— start of Data shown —
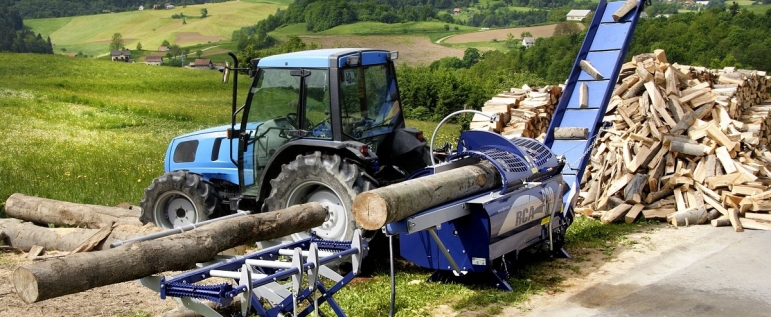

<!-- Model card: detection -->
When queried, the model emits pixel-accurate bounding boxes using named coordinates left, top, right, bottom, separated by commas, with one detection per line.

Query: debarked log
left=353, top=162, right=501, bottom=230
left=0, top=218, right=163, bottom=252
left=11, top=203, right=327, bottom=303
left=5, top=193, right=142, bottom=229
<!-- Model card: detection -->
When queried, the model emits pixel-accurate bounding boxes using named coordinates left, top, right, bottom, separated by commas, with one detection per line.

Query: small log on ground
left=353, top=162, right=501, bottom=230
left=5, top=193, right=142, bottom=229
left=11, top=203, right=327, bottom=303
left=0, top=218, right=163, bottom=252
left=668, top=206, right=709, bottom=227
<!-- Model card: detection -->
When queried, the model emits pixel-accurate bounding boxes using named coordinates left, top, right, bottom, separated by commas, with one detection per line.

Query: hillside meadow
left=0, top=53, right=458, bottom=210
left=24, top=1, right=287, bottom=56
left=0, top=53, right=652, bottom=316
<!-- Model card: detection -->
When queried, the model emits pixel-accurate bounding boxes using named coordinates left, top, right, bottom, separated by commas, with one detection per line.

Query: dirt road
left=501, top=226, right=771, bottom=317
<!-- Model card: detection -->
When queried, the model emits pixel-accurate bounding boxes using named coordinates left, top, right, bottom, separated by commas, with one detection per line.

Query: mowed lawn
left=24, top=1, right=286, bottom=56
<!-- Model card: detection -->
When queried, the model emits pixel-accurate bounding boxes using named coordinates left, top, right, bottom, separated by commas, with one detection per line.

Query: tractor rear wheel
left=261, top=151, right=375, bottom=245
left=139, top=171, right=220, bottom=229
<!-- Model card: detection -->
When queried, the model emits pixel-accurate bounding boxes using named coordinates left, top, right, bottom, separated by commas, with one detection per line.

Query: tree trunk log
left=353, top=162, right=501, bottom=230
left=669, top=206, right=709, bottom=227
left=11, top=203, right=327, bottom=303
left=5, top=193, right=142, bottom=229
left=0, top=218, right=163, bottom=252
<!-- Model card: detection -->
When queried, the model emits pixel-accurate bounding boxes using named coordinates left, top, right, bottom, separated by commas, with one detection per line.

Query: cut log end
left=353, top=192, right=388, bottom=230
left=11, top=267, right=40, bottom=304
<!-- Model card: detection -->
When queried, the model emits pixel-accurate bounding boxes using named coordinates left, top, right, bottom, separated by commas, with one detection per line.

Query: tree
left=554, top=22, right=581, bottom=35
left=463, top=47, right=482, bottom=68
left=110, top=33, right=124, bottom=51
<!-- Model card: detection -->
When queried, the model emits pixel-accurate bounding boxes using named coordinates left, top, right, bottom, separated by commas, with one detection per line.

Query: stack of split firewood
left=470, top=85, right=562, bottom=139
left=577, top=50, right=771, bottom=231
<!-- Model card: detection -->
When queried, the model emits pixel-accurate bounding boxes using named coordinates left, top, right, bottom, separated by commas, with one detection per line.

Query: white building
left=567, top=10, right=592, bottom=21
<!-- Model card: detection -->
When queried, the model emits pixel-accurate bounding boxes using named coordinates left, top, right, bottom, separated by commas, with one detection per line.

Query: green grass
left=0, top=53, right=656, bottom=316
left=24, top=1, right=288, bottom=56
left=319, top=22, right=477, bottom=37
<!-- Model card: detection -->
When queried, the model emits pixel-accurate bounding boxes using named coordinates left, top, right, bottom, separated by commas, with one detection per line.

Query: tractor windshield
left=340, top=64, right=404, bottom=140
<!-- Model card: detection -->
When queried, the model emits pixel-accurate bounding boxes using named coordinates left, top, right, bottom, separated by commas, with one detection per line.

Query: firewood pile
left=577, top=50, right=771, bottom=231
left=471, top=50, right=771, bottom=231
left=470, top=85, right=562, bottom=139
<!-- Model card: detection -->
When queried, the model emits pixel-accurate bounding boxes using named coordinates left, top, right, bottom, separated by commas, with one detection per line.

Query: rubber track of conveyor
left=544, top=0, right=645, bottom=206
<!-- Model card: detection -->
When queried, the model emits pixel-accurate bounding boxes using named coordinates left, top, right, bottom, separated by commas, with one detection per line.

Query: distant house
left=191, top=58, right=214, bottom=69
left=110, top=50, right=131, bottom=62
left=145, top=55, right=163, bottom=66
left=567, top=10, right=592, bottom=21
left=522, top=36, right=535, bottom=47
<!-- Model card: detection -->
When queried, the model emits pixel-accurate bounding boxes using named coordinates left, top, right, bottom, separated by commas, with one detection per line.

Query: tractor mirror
— end of Data shown —
— start of Data shown —
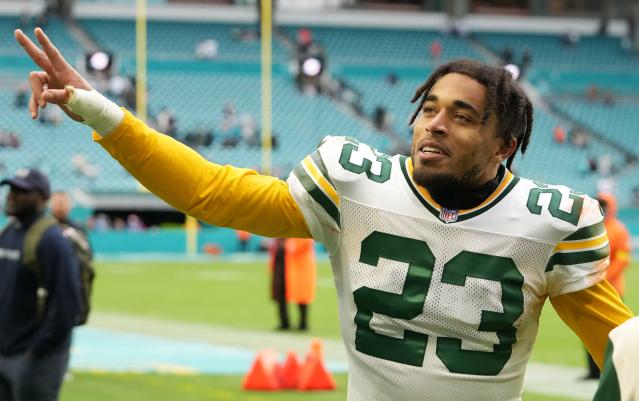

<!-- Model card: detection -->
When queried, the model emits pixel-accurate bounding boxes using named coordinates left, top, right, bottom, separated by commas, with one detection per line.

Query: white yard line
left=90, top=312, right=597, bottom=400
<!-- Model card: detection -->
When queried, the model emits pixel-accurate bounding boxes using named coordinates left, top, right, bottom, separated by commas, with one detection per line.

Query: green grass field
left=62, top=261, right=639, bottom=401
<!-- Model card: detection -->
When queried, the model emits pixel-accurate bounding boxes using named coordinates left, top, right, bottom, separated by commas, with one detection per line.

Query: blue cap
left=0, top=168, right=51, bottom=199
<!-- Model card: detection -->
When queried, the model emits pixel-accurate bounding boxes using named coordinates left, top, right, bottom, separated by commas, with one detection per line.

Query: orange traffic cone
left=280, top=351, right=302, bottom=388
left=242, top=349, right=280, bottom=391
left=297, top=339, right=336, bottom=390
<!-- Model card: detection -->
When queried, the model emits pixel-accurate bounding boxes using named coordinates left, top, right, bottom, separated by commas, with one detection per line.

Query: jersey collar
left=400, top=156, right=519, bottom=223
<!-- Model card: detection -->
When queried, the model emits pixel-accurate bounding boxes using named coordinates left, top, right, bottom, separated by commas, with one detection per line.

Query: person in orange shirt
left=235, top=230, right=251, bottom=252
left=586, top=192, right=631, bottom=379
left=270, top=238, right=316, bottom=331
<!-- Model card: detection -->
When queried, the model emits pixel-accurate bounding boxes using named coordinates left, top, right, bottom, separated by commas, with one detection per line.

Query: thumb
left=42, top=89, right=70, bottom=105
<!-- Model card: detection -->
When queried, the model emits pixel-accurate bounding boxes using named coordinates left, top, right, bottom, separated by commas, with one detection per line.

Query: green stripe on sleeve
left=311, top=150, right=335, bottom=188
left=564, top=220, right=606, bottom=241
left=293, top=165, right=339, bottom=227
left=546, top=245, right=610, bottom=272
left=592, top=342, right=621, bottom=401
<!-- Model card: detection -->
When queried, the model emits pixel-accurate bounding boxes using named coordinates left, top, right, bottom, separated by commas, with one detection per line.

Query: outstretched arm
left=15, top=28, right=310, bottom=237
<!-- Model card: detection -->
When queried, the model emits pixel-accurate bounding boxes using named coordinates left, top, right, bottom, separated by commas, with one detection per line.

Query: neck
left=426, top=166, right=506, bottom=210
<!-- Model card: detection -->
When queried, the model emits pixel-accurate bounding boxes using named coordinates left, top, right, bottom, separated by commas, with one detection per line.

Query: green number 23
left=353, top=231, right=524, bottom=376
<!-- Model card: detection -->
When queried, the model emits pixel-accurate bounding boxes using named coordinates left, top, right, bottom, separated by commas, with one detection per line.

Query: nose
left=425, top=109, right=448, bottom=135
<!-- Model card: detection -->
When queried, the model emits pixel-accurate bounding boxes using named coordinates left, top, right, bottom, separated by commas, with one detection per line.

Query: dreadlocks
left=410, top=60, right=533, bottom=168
— end of Data shown —
— start of Data shown —
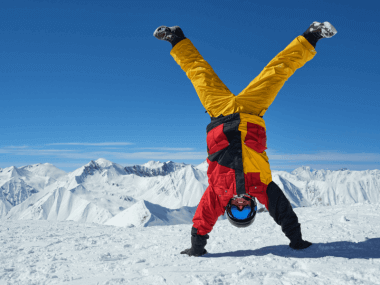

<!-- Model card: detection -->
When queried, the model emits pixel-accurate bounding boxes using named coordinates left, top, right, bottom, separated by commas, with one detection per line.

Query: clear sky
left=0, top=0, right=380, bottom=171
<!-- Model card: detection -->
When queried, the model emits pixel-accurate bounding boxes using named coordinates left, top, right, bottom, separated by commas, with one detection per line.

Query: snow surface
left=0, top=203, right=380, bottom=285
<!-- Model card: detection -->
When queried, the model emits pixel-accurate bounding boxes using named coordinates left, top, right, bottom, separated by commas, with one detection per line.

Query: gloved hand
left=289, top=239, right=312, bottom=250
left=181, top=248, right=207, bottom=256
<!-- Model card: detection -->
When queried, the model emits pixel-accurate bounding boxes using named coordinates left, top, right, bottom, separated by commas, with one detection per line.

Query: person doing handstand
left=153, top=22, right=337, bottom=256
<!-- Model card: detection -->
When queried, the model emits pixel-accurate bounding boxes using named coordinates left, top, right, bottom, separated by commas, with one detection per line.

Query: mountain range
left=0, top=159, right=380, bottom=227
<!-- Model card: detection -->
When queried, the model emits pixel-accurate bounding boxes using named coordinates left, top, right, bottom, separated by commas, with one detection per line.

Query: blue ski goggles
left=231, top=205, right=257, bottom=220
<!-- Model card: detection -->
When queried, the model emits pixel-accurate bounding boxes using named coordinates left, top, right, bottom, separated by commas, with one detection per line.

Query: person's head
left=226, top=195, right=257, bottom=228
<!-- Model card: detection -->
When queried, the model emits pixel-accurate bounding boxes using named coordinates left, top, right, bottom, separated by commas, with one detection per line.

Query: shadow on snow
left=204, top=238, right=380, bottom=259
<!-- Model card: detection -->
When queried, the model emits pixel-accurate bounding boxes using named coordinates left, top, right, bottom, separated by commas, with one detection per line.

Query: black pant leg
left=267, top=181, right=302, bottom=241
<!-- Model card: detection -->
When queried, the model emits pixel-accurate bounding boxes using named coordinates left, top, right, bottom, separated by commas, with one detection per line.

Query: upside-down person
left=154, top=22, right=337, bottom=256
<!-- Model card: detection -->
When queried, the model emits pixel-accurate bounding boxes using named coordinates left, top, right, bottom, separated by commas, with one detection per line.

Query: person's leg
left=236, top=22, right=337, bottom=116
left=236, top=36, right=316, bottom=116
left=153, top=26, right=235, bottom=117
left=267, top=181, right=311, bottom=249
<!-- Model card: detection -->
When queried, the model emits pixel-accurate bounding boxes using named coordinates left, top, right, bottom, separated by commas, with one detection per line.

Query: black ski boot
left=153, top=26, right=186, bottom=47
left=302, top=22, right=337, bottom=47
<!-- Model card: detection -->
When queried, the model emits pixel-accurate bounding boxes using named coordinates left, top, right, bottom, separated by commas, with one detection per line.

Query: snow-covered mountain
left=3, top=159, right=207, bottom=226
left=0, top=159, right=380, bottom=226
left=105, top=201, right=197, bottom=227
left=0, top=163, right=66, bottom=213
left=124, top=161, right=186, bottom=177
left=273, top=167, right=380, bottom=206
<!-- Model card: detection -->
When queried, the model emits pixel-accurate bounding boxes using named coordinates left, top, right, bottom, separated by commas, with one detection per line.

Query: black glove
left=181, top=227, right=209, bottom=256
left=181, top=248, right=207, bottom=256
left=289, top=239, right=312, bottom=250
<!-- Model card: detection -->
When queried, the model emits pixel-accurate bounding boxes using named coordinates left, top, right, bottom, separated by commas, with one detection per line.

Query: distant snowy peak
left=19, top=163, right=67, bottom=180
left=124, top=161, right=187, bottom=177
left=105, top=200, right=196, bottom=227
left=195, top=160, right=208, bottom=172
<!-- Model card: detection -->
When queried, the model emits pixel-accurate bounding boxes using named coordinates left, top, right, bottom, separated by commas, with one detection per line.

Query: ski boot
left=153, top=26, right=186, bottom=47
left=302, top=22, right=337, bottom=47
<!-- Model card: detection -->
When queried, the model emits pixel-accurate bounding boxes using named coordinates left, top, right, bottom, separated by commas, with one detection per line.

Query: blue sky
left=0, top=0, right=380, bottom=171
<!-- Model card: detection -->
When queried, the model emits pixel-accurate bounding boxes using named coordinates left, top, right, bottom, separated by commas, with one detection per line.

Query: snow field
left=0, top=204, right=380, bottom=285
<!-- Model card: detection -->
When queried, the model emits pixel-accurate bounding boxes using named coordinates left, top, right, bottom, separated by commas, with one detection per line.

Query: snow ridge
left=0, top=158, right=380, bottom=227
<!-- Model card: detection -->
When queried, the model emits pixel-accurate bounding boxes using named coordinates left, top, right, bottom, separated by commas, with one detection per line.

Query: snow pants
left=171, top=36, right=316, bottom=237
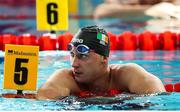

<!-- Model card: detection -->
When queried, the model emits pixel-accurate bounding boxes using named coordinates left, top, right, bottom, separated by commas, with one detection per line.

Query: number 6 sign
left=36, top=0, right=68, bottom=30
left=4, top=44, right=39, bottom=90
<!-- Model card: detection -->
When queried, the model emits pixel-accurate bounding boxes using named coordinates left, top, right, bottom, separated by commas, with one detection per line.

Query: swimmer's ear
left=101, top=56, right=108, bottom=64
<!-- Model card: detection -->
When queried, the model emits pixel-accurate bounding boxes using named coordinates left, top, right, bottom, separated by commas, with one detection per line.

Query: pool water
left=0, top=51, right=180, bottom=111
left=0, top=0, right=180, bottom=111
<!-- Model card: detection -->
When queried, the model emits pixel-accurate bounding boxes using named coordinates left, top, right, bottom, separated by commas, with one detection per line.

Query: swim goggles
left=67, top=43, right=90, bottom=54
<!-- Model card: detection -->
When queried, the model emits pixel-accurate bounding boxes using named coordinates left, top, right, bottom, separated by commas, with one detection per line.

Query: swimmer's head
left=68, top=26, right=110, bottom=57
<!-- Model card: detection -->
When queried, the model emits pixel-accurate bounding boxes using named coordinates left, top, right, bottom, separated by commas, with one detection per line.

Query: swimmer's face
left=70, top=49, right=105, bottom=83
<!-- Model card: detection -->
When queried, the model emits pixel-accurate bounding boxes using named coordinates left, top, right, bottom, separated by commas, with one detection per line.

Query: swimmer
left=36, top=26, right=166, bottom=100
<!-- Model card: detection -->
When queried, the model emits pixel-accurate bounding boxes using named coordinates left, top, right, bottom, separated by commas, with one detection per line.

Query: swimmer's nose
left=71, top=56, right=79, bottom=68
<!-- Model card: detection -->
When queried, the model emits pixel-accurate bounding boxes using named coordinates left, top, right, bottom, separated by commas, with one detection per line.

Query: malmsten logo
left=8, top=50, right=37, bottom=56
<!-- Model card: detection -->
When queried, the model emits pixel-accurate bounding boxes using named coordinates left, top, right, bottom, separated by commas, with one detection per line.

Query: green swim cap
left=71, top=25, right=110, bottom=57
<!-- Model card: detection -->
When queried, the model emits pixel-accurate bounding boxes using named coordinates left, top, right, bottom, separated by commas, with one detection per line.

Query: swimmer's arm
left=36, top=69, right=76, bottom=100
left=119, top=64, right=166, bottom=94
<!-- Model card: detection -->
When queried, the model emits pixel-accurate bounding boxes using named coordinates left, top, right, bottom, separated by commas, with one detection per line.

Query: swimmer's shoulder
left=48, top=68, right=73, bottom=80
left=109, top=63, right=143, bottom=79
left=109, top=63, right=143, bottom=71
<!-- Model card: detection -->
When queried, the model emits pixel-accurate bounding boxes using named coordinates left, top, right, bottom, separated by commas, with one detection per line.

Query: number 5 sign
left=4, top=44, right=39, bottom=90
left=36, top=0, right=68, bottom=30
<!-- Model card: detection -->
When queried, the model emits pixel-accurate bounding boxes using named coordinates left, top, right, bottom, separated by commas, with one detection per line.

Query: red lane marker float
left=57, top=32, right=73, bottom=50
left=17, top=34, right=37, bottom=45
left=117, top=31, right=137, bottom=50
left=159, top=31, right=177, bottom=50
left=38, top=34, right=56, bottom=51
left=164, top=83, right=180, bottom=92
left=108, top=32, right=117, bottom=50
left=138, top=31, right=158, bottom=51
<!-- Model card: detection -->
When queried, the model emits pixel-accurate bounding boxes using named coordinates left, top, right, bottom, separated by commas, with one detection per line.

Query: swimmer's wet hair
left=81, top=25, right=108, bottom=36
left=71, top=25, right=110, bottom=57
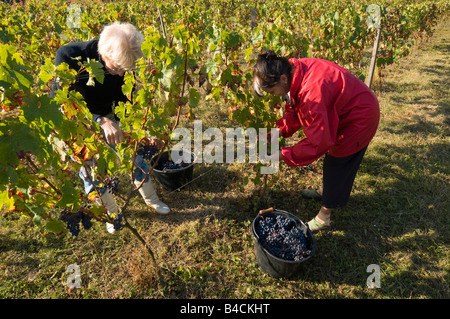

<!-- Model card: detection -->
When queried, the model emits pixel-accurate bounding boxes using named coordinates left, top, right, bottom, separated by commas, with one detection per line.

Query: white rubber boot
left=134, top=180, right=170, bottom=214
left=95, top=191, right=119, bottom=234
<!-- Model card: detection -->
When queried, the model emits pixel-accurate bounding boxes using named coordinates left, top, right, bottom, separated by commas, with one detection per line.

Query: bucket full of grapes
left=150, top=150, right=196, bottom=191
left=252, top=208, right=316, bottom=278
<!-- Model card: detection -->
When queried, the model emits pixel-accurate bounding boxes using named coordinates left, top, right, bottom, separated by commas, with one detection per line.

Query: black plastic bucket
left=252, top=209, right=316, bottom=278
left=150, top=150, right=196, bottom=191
— end of Data shown —
▶ [Exercise goal] Pick out every line in the rows above that contains the string "bucket" and copy each one out.

▶ [Solved exercise]
Query: bucket full of grapes
Query: black plastic bucket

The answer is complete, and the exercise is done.